> _Exercise_: Extract every line below, verbatim.

> _Rows_:

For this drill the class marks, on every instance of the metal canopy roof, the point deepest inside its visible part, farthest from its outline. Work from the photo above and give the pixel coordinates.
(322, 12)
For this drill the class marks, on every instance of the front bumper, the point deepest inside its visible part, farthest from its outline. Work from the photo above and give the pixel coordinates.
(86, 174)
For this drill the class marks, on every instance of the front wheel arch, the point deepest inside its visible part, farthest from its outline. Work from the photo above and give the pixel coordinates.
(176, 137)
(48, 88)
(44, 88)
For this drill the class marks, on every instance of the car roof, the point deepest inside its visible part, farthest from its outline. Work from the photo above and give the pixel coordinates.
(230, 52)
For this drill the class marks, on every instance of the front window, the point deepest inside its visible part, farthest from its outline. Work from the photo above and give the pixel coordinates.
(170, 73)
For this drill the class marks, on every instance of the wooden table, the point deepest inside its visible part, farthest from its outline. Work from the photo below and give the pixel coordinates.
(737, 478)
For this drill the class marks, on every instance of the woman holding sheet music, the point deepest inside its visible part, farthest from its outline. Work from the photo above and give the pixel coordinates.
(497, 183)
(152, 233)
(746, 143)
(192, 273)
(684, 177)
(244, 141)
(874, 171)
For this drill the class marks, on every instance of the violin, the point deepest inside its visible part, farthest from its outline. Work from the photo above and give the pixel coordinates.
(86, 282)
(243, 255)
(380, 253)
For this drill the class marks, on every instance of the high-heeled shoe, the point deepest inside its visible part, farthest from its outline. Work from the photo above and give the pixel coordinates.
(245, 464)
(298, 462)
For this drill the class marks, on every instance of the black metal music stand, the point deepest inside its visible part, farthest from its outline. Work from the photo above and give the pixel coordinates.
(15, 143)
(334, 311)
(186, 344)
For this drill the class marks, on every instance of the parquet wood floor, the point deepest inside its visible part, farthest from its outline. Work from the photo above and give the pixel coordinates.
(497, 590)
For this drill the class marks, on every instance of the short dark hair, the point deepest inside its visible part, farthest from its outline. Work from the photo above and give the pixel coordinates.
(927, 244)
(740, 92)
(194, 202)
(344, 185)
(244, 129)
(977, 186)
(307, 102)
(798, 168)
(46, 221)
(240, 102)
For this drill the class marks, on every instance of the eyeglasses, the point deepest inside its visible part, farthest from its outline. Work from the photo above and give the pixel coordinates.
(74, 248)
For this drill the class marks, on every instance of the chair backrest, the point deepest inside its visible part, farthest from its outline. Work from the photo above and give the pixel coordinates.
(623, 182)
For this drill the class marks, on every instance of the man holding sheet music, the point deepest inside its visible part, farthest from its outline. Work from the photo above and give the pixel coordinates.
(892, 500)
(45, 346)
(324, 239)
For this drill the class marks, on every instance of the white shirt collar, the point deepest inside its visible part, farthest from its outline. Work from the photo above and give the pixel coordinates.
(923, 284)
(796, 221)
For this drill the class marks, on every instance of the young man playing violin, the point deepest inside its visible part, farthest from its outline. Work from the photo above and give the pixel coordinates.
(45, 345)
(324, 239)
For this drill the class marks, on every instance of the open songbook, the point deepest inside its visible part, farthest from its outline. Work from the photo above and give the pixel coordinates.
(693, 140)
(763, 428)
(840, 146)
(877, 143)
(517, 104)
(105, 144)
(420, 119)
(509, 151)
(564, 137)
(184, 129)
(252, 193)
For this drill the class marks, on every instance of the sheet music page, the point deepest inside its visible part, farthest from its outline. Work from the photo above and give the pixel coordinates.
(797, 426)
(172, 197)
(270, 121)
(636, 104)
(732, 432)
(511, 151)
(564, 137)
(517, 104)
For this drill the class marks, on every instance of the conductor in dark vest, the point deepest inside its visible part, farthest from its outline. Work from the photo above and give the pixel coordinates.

> _Finished answer_:
For this drill the class marks, on every instance of the metal canopy roof, the point deepest inside its visible part, farthest from its outline. Work from the photo above and give the pixel coordinates.
(322, 12)
For this drill the class marks, on every instance of the front bumper, the point deepest inside its visible part, farthest from its outline. Work from the photo above and give the pixel coordinates.
(86, 174)
For this drill the class marks, on every instance of the front wheel arch, the point deepest inside its visible part, farthest from its outline. Work from the photo above and give the pixel coordinates.
(176, 137)
(48, 88)
(44, 88)
For this drill the class marks, on every instance of the car roof, the point deepest inside its visible part, farthest from its outline. Work from the photo above and give the pixel coordinates.
(230, 52)
For this drill the class marks, on every instance of the front window, the point deepest inside its visible part, farthest from its outline. Work from the photo above and give the pixel coordinates.
(170, 73)
For this drill the class marks, on every instance of the wooden table, the point deepest inside its visible part, farthest from its outline. Work from the photo below and give the pixel coordinates.
(737, 478)
For this drill the class marks, on every instance of the woman holding sheet music, the point deepest inside its visible part, farthest from its outline. Work from the photo above and give the pixel coordinates.
(497, 183)
(152, 233)
(746, 143)
(192, 273)
(684, 177)
(244, 141)
(874, 171)
For this drill the class marks, on every instance of the violin, the point deepest inside its visible part, farthest from its outline. Work from the photo above and give the pixel coordinates.
(86, 282)
(243, 255)
(380, 253)
For this drill the class marks, on every instance of the high-heeled shoe, the point deepest inside its visible part, farthest from its outline. Work from the photo above and give the pixel coordinates.
(245, 464)
(298, 462)
For this drill the class marks, on every instance of the black metal music stand, the point deepest inside its visible part, farthest from its outline. Work from the photo above and give the pixel coordinates.
(15, 143)
(334, 311)
(186, 344)
For this drill the class marks, on every instance of the parquet wood floor, the point deepest inside its visible part, farthest from its outline. Work from the photo above and give the pixel coordinates.
(497, 590)
For this drill the class marks, on every instance of the short dark hair, the point deepest inside its visible part, farthest from its outline. Work from the photo above and give the pixel coordinates.
(927, 244)
(740, 92)
(194, 202)
(344, 185)
(244, 129)
(977, 186)
(307, 102)
(798, 168)
(46, 221)
(240, 102)
For this drill the class marks, on every instance of the eyeglasses, the point deepest inside its visible part, farthest from its outline. Work from the photo above and give the pixel coordinates.
(74, 248)
For this drill the class marks, on every instance of the chair backrest, the point deepest inside its visible part, farthest from its outline. Work from the photo above and give the pixel coordinates.
(623, 182)
For this drill the class marks, on every instance of the man holding sheet music, the point deepest inside its visible part, farthest from its outline. Work from the photo above and give the pixel coordinates.
(892, 500)
(45, 346)
(324, 239)
For this drill the class marks, on every instance of the white shirt collar, the point deepest inside its visible part, farthest from its outline. Work from the photo above and give the pixel coordinates.
(923, 284)
(796, 221)
For this drill the class marks, on every instance of the young man playing violin, the point deepest inside its visible part, farthest from its outline. Work from the photo above and give the pixel coordinates.
(45, 345)
(324, 239)
For this drill the class marks, on every instance of the open songbook, the point deepest inside its visible part, farthest from its outline. Work from the photo above and give the pixel coordinates.
(693, 140)
(763, 428)
(840, 146)
(877, 143)
(517, 104)
(105, 144)
(420, 119)
(509, 151)
(564, 137)
(184, 129)
(252, 193)
For this drill the class marks, on every instance of the sheet music page, the point deepest inside its visible part, farthest from its outline. Work from the photo above and give the pixel coordinates.
(797, 426)
(172, 197)
(270, 121)
(636, 104)
(732, 432)
(511, 151)
(564, 137)
(517, 104)
For this drill the class marks, on every instance of the conductor in dark vest, the point deepest inside its visible part, farthest from its outline. Work from the photo above and give the pixel coordinates.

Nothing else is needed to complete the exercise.